- PROBLEM DETAILS -
Only lines containing the string "image" belong in the answer; find them in the records and copy them.

__________

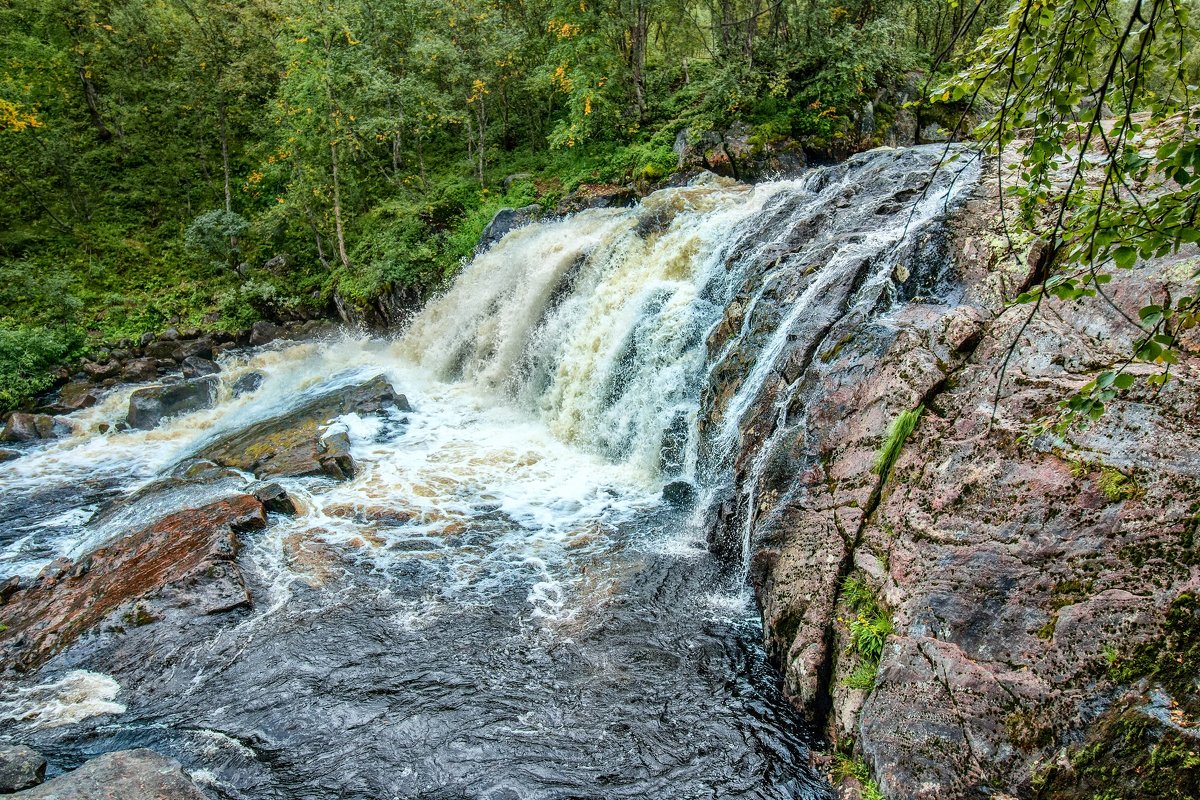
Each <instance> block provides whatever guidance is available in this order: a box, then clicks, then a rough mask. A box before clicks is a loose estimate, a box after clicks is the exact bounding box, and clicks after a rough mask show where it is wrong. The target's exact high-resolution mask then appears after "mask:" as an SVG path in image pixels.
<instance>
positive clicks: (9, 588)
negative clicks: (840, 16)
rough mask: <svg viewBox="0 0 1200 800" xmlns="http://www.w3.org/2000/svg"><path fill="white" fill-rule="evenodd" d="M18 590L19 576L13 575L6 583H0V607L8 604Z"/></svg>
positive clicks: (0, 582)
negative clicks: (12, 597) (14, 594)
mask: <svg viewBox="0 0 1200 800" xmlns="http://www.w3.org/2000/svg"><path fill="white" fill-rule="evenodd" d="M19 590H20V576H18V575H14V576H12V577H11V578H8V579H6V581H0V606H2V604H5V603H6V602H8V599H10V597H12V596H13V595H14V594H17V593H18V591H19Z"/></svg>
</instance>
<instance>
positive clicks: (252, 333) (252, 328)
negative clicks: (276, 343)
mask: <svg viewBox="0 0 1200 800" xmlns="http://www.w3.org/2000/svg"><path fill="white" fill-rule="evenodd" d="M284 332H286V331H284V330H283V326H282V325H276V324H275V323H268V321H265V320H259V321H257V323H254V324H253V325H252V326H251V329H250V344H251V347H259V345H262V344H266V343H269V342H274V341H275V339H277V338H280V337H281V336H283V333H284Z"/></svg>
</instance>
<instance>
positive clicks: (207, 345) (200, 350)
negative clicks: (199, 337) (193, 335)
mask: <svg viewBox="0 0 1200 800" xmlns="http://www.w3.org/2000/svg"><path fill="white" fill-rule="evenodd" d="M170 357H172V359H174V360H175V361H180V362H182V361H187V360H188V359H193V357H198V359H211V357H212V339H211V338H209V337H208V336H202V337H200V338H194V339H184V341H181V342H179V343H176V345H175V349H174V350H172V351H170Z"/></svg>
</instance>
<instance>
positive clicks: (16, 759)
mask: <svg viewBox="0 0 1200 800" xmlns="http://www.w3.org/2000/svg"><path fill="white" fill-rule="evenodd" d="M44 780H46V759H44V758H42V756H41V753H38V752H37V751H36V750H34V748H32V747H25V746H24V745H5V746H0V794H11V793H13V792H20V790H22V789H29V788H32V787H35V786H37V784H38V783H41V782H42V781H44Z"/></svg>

__________

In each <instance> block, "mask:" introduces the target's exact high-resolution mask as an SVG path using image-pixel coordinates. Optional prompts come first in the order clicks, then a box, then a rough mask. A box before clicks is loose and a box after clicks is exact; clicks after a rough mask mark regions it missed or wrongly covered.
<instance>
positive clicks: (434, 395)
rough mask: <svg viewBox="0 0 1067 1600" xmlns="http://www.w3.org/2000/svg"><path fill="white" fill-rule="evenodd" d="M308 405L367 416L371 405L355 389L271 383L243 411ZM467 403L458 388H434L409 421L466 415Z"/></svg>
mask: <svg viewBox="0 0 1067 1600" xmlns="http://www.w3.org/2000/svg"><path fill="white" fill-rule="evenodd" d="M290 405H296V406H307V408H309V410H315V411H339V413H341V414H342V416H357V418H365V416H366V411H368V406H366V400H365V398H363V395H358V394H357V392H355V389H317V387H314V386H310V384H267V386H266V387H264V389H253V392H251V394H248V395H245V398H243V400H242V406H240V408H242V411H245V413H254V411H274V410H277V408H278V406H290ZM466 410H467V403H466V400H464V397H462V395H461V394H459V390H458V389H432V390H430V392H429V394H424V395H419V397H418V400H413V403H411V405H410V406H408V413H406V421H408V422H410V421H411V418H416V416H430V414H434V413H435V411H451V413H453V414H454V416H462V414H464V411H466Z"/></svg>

__________

- WORKED SOLUTION -
Each <instance> block provides whatever guidance is available in this order: a box, then clicks, then a rough mask. A box before clicks is a loose estimate, a box after clicks is the exact bounding box, and clicks after a rough mask show where it is wrong. The target's exact high-resolution mask then appears after "mask:" as an SVG path in image pixels.
In each <instance> block, "mask:" introduces the target's exact high-resolution mask as an SVG path using image-pixel coordinates. Optional prompts come first in the order clicks, then a box, then a rough mask. A box before clicks is loose and a box after clicks is exact; clicks after a rough mask mark regions it missed or wrongly covered.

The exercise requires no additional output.